THE REQUEST:
Copy the lines of the records below, starting with the line that contains "Tag the cloud" and ending with the line that contains "[(342, 344)]", both included. Reproduce them character for character and add nothing else.

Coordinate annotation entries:
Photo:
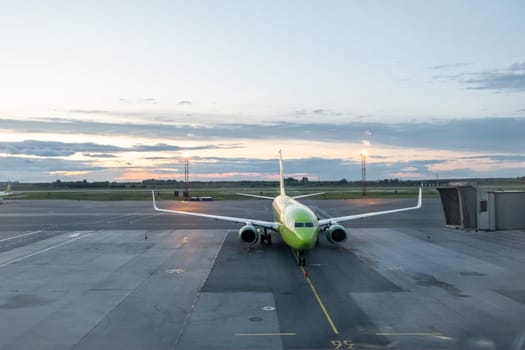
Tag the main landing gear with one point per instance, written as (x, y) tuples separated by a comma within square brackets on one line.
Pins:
[(301, 257), (266, 237)]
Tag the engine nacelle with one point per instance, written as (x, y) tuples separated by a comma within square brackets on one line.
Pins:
[(248, 235), (336, 234)]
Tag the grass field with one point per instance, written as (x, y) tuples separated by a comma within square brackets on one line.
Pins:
[(216, 194), (228, 191)]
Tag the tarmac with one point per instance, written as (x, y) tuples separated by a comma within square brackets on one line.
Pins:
[(82, 275)]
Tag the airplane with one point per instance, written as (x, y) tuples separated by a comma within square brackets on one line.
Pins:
[(297, 224)]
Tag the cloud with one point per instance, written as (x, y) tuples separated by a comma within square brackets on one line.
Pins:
[(63, 149), (510, 79), (451, 65), (457, 134), (477, 164), (52, 148)]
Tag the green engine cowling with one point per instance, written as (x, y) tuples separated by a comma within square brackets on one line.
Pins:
[(248, 235), (336, 234)]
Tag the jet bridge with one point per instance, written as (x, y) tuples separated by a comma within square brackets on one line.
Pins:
[(468, 208)]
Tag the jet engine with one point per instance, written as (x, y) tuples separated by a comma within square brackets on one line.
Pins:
[(336, 234), (248, 235)]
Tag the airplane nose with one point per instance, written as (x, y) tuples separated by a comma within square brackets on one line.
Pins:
[(306, 238)]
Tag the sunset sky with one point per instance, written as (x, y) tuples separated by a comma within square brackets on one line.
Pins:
[(123, 90)]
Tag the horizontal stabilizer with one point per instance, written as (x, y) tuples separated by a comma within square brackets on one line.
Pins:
[(308, 195), (255, 196)]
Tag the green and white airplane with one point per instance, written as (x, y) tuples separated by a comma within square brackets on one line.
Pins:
[(297, 224)]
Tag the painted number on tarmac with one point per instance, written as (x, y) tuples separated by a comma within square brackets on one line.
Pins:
[(342, 344)]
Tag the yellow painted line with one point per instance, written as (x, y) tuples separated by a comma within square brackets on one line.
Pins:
[(264, 334), (435, 335), (326, 314)]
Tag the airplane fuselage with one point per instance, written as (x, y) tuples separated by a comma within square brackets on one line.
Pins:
[(298, 225)]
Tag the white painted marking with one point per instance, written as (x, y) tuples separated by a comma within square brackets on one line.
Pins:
[(45, 250), (181, 243), (23, 235)]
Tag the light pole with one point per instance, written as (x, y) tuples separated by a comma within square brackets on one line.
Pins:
[(186, 194), (364, 154)]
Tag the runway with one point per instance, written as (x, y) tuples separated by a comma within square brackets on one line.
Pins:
[(81, 275)]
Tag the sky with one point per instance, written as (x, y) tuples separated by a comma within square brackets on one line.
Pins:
[(125, 90)]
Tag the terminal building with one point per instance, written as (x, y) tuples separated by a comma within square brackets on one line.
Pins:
[(469, 208)]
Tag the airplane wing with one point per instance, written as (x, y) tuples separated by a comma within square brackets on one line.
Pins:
[(255, 196), (308, 195), (268, 224), (329, 221), (272, 198)]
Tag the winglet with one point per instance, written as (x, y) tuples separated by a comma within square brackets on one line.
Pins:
[(419, 200), (281, 172), (154, 201)]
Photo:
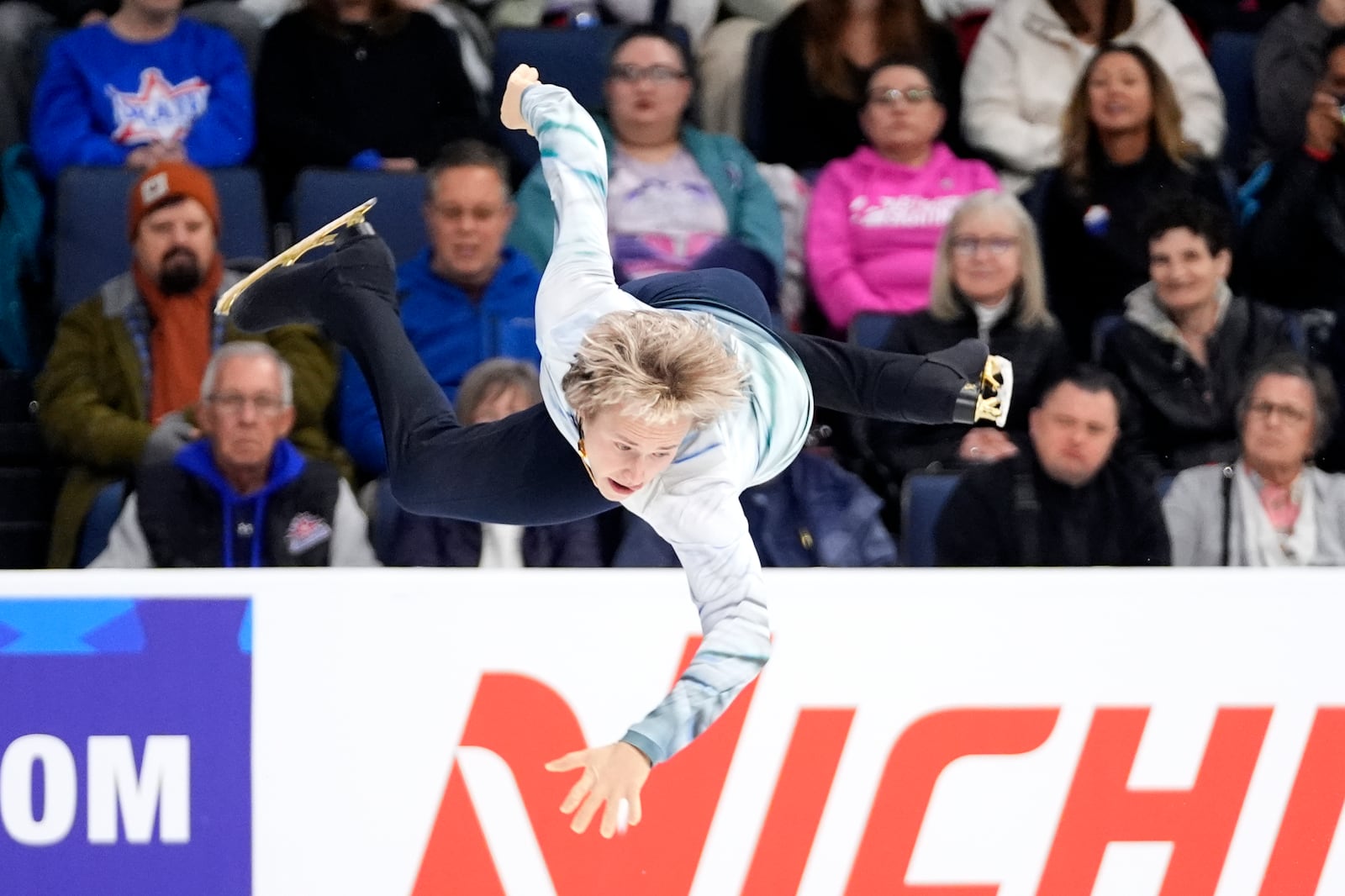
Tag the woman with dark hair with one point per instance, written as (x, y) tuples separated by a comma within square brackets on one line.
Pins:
[(818, 65), (1271, 506), (678, 198), (1122, 150), (358, 84), (1029, 57)]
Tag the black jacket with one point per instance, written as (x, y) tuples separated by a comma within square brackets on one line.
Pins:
[(1013, 514), (1093, 268), (1039, 356), (1183, 414), (1295, 245)]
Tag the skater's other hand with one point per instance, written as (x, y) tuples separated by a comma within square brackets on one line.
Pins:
[(611, 774), (511, 107)]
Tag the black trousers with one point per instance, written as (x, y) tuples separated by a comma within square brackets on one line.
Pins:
[(521, 470)]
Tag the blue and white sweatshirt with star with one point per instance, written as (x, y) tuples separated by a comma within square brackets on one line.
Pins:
[(694, 503), (103, 96)]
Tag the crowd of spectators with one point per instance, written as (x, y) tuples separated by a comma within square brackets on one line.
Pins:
[(1044, 175)]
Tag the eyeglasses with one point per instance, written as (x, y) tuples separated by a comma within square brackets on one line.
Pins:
[(457, 213), (968, 246), (1264, 409), (232, 403), (914, 96), (658, 74)]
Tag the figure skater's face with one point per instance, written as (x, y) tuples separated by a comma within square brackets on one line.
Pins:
[(625, 454)]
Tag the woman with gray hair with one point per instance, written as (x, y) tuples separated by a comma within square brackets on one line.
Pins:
[(988, 284), (672, 392), (1271, 506)]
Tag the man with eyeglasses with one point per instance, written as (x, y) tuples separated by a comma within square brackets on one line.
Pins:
[(1271, 506), (242, 494), (128, 361), (466, 298)]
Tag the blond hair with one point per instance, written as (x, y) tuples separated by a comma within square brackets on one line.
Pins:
[(659, 366), (1029, 306)]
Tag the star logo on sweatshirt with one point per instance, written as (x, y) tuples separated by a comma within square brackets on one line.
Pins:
[(158, 111)]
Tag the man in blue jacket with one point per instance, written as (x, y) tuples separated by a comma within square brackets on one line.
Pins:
[(466, 298), (143, 87)]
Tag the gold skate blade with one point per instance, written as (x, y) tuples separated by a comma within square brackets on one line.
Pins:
[(324, 235), (995, 389)]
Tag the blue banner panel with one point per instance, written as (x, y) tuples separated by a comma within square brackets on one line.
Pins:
[(125, 737)]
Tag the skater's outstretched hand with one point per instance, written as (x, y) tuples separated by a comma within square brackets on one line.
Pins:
[(511, 107), (611, 774)]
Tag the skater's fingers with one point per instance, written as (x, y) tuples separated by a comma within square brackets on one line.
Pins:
[(585, 814), (636, 811)]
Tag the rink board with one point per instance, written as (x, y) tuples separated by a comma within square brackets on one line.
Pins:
[(920, 732)]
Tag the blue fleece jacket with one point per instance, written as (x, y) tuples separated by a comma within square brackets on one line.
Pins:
[(286, 466), (451, 333), (101, 96)]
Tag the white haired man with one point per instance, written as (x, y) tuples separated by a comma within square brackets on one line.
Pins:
[(242, 494)]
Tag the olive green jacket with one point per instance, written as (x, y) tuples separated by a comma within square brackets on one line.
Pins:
[(92, 400)]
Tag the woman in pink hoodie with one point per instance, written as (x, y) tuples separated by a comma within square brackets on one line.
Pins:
[(876, 215)]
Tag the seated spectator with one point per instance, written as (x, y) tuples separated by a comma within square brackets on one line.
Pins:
[(1288, 67), (813, 514), (143, 87), (1031, 54), (1122, 150), (241, 495), (464, 299), (678, 198), (986, 286), (818, 65), (1187, 342), (493, 390), (1295, 241), (1064, 499), (358, 84), (132, 356), (1271, 506), (876, 215)]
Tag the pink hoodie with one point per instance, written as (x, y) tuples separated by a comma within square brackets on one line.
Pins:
[(873, 226)]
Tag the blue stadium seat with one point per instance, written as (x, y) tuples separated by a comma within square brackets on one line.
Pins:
[(1232, 55), (323, 194), (923, 497), (871, 329), (91, 241)]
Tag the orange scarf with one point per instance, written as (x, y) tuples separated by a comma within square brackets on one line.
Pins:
[(179, 340)]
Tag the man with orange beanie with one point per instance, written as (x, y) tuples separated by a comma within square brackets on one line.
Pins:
[(127, 363)]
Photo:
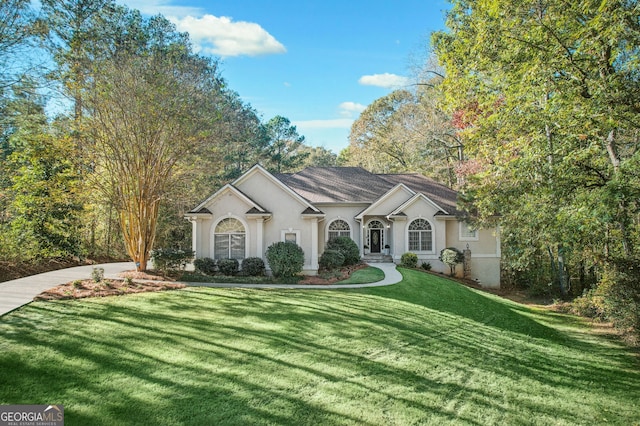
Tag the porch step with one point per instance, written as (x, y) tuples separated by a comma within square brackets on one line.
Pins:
[(377, 258)]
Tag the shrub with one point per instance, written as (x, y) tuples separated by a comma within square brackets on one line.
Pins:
[(228, 267), (253, 267), (347, 247), (451, 256), (409, 260), (285, 258), (97, 274), (205, 265), (618, 295), (171, 259), (331, 259)]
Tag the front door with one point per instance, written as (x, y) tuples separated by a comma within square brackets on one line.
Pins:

PROBLEM SOLUTION:
Tag the cloud with one point per instance, written as (x, y) tuples separated by a comma within square brackets on one line.
Pins:
[(63, 149), (510, 79), (451, 65), (457, 134), (477, 164), (52, 148)]
Tag the green engine cowling with one point per instance, written as (x, y) tuples separated by a comma within square brackets on one line.
Pins:
[(248, 235), (336, 234)]
Tag the jet bridge with one point per instance, written as (x, y) tuples separated by a comma within square brackets on one line.
Pins:
[(468, 208)]
Tag the jet engine with one point per instance, written as (x, y) tuples separated by a comma within square brackets on one line.
Pins:
[(336, 234), (248, 235)]
Tag the airplane nose with one point per instance, written as (x, y) tuples separated by a comma within square brackets on one line.
Pins:
[(306, 238)]
Tag the sunset sky with one point per instance, written as (x, y) tuples separated by a comma within square brackets on one line.
Pins:
[(123, 90)]
Tag the horizontal stabilizer with one point per instance, written as (x, y) tuples separated by a comma within square brackets on one line.
Pins:
[(308, 195), (255, 196)]
Tag the green and white airplane with one point per instance, written as (x, y) tuples separated by a comma within square brackets on one line.
Pins:
[(297, 224)]
Tag the painted number on tarmac with one point per instance, written as (x, y) tuples separated by a comma within square brackets on one line.
Pins:
[(342, 344)]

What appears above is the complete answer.